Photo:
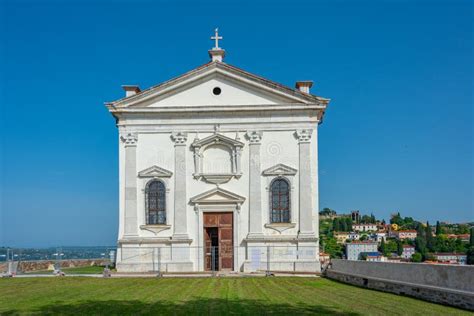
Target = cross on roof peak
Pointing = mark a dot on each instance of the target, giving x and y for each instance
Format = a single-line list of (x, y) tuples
[(216, 37)]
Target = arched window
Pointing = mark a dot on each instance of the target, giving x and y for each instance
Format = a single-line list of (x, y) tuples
[(280, 201), (156, 203)]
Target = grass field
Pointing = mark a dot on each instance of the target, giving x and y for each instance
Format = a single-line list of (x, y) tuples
[(215, 296)]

------------------------------------------------------------

Copy all of the data above line for line, without the picture.

= EXERCISE RESPONSE =
Photo:
Target = cross on roof peak
Pointing = mark a dot on each instance of the target, giving x and y for each instance
Format = a single-line list of (x, y) tuples
[(216, 37)]
Target = arched window
Pointing = mark a dot on each instance of the target, giving x and y for each instance
Format = a single-line list of (x, y) tuples
[(280, 201), (156, 203)]
Target = grass field
Pointing = mark a dot on each instance of the target, giving x and y for each instance
Format = a single-line list of (x, y) tuples
[(215, 296)]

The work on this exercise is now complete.